<<<<

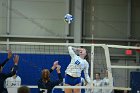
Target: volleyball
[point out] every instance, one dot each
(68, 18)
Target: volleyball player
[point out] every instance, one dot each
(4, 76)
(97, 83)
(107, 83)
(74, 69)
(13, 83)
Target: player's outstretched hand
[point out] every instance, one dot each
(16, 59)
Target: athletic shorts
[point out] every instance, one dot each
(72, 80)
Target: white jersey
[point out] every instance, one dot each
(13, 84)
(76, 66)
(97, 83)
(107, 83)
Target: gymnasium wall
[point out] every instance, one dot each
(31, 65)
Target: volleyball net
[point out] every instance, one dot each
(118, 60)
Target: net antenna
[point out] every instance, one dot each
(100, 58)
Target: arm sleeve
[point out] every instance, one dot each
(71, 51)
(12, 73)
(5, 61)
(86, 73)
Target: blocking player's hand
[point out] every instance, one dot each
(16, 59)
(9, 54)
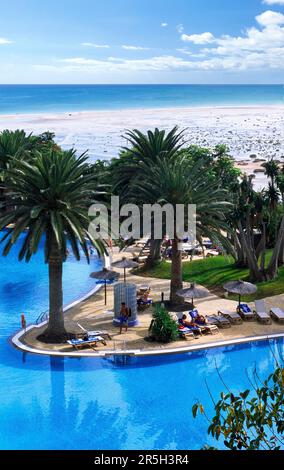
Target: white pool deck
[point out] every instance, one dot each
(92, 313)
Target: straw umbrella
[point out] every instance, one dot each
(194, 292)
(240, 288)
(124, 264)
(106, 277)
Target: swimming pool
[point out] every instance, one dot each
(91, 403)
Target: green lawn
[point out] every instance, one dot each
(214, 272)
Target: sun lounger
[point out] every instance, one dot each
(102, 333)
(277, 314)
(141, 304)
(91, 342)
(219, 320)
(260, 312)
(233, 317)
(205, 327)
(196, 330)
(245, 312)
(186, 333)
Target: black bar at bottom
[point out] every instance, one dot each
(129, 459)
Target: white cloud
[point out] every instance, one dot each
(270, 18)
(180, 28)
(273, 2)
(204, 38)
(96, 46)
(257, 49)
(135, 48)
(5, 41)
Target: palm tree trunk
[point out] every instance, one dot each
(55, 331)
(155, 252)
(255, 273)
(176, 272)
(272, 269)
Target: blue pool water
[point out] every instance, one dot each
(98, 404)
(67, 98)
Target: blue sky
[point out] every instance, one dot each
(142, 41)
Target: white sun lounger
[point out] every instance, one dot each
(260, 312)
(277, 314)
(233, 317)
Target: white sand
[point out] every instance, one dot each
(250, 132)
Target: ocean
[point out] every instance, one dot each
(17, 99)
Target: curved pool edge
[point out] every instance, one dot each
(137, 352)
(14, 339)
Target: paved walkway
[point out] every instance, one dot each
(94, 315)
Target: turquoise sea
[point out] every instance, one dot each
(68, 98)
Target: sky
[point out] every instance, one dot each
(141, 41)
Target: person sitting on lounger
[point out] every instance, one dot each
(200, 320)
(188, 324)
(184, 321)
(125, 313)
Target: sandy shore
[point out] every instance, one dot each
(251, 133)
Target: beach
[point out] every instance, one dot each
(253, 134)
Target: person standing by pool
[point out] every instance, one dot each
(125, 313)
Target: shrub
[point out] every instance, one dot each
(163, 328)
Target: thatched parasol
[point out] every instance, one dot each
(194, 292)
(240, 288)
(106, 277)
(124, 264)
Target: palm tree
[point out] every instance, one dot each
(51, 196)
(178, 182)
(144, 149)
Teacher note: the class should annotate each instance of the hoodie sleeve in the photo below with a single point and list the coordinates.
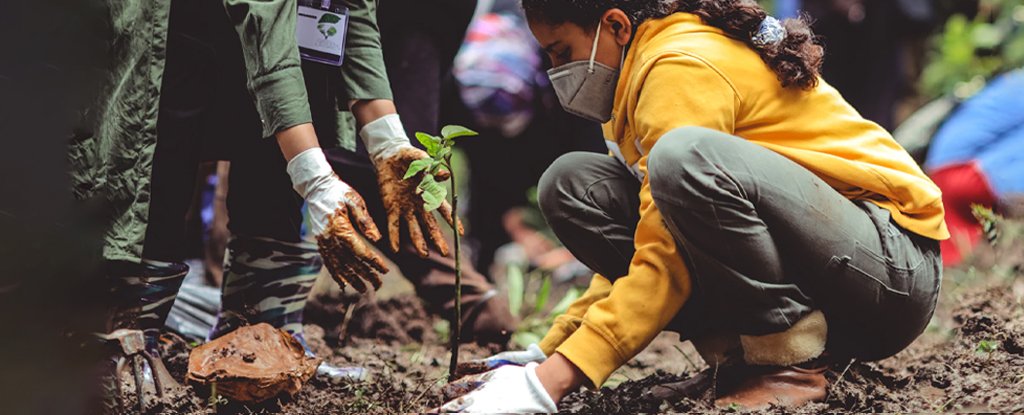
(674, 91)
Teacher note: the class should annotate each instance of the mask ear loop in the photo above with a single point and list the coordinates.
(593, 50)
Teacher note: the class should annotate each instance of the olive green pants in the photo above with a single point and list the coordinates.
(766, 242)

>>>>
<<<<

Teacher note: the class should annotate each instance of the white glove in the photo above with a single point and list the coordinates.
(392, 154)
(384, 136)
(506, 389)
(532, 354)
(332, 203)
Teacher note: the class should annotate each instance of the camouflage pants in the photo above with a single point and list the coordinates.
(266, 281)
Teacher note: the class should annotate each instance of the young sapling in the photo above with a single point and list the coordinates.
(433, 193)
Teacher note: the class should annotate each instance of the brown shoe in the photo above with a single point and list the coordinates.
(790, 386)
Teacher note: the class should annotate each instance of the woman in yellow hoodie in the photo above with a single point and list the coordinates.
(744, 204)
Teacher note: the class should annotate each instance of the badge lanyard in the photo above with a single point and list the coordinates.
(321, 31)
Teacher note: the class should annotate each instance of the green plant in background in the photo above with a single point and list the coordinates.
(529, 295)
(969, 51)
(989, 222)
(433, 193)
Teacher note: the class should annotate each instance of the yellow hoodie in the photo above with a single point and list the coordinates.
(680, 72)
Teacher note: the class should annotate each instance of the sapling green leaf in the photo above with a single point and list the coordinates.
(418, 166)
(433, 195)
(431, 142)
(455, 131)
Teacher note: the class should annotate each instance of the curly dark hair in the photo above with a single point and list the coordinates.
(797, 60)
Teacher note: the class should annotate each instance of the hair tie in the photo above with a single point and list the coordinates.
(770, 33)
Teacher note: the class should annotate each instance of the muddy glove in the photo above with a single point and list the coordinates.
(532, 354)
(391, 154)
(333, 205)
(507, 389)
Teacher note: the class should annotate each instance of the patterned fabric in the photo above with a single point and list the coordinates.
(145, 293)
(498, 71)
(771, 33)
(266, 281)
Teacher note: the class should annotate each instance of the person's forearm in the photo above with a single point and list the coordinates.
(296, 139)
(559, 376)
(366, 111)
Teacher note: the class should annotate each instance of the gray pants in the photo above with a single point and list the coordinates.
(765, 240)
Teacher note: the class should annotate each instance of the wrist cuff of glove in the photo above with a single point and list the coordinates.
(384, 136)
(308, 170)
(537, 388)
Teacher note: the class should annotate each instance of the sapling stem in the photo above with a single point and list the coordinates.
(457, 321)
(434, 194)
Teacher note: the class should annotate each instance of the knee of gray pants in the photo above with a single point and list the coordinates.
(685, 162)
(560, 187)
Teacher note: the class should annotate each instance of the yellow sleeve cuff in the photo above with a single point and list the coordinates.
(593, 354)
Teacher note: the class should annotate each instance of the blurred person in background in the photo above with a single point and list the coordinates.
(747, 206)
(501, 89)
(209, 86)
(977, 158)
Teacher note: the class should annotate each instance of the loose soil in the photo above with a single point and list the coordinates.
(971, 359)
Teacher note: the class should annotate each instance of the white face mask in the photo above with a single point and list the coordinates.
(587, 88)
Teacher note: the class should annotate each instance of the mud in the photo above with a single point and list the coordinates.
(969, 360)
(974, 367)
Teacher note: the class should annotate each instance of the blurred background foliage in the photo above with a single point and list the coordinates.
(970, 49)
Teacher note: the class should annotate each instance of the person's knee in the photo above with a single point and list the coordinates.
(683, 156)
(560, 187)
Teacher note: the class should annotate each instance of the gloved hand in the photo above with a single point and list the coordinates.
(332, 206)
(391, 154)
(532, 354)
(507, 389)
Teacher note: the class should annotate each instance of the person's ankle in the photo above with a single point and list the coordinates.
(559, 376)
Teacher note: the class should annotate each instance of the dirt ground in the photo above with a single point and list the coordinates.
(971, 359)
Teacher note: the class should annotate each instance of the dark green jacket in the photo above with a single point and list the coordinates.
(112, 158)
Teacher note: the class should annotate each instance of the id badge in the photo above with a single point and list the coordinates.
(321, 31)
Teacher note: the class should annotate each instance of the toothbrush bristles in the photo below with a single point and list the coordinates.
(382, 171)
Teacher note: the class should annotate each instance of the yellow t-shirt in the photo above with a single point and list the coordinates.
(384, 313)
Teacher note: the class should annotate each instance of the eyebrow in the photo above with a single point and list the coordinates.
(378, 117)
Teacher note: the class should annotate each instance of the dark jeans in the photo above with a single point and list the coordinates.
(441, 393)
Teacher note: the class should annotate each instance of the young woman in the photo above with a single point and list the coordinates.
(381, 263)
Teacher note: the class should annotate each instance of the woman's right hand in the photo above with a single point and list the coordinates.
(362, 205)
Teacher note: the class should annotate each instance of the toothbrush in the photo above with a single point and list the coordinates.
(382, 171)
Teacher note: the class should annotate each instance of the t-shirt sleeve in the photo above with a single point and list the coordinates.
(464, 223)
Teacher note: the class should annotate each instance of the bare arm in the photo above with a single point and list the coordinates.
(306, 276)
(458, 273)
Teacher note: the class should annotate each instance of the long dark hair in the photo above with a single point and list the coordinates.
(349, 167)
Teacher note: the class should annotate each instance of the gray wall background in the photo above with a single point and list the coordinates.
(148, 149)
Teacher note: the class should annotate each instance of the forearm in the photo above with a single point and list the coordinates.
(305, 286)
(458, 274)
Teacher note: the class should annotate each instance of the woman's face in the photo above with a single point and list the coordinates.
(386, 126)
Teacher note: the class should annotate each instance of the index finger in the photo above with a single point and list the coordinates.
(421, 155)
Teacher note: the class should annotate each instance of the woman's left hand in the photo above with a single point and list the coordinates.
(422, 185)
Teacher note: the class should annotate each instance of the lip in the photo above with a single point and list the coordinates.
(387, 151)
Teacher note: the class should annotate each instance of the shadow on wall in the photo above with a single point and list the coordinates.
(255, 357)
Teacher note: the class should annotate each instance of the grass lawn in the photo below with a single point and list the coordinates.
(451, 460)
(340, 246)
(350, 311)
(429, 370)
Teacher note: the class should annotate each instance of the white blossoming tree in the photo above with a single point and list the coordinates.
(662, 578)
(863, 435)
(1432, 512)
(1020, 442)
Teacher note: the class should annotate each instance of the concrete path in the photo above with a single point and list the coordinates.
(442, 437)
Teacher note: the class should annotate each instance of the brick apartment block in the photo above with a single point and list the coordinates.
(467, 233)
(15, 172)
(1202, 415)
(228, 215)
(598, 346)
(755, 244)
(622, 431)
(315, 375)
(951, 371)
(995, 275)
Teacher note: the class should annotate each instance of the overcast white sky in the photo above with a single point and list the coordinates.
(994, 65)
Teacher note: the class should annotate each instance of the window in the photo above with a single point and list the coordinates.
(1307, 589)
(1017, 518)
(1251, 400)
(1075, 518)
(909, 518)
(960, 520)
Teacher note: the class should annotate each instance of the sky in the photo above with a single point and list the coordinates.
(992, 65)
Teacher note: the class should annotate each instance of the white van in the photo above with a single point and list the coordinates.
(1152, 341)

>>>>
<<<<

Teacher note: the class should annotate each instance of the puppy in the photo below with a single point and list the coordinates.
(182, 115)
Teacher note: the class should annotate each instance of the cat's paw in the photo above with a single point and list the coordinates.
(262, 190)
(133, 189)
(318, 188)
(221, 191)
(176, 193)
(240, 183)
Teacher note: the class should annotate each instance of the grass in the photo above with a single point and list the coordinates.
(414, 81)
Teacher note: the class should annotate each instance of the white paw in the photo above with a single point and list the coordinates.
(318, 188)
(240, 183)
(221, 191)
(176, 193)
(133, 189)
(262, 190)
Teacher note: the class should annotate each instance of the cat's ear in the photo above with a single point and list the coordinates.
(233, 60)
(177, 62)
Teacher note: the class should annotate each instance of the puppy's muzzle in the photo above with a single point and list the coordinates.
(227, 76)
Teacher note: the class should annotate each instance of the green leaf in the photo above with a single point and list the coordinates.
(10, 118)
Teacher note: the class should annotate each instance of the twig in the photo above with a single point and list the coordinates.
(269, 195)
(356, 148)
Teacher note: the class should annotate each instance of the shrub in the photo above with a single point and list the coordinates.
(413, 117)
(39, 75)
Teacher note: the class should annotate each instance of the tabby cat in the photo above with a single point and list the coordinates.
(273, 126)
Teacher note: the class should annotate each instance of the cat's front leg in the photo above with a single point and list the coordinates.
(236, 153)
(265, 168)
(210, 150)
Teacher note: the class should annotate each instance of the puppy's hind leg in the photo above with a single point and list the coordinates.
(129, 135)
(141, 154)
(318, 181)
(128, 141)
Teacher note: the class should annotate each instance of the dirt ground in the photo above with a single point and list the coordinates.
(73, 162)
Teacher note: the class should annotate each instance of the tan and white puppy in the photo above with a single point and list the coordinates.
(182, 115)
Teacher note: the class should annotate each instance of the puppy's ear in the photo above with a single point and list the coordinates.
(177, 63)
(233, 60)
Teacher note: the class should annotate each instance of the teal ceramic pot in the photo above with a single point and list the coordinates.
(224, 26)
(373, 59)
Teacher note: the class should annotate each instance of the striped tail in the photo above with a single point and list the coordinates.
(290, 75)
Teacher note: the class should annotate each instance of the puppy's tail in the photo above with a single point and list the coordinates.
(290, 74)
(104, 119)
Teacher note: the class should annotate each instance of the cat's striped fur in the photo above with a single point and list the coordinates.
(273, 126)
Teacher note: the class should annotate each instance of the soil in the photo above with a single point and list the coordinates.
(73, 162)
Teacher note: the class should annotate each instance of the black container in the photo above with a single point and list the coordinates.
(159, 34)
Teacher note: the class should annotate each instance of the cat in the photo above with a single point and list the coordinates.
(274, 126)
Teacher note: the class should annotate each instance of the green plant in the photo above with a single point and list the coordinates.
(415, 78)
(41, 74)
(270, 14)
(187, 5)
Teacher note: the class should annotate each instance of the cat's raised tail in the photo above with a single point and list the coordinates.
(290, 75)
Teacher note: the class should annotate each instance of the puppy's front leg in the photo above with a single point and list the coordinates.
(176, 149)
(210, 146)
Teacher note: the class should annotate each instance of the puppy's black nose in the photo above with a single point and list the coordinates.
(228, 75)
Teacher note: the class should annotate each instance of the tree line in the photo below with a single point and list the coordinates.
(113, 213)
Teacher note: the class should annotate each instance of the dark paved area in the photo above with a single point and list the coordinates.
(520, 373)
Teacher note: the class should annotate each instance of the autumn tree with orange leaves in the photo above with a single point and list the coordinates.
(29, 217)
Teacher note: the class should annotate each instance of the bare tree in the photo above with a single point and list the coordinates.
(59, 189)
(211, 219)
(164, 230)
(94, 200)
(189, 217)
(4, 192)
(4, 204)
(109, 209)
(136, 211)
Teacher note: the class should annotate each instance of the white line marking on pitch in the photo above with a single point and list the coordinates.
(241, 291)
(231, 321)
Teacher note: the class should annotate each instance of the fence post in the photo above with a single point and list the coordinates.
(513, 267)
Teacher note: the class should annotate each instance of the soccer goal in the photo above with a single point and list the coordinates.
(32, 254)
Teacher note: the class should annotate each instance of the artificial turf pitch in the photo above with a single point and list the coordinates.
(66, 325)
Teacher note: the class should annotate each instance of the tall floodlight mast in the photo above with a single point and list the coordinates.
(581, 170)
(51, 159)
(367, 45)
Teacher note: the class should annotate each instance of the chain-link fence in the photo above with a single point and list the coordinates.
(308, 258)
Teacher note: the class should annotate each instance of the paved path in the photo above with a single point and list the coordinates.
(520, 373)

>>>>

## TASK GOAL
Find the word "lounger" in the records and pull out each line that has it.

## SOLUTION TO THE EXERCISE
Target: sun lounger
Target: white sun lounger
Target: person sitting on lounger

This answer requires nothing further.